* **What the task asks**
Filter this data down to the lines that hold "outstretched", and copy them.

* **Information given**
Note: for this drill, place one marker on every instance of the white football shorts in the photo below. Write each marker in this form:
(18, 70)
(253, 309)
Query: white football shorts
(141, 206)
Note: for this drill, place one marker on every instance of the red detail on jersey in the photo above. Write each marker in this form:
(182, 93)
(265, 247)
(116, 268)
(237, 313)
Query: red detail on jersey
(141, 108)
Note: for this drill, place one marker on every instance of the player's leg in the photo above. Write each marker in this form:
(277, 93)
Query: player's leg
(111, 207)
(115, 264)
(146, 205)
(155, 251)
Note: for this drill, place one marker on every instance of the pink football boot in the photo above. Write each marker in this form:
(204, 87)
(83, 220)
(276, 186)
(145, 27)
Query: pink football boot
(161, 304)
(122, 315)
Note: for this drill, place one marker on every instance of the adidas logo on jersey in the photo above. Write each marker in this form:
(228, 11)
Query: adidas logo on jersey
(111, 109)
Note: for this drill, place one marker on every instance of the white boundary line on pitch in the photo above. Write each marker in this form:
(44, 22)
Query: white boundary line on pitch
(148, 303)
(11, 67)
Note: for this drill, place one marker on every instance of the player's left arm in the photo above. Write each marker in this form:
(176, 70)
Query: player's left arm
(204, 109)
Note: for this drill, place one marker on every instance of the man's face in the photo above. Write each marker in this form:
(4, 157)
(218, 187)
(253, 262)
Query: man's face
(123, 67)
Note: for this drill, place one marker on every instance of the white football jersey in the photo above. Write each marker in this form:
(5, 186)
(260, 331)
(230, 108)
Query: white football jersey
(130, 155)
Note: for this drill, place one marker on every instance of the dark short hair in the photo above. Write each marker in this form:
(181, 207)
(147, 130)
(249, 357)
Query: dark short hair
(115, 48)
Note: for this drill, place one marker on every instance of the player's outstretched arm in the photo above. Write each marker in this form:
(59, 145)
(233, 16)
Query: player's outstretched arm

* **Answer to the problem**
Note: for this drill, place one marker on every instance of the player's outstretched arm in the photo above. Write each marker in this form:
Query: player's outstretched arm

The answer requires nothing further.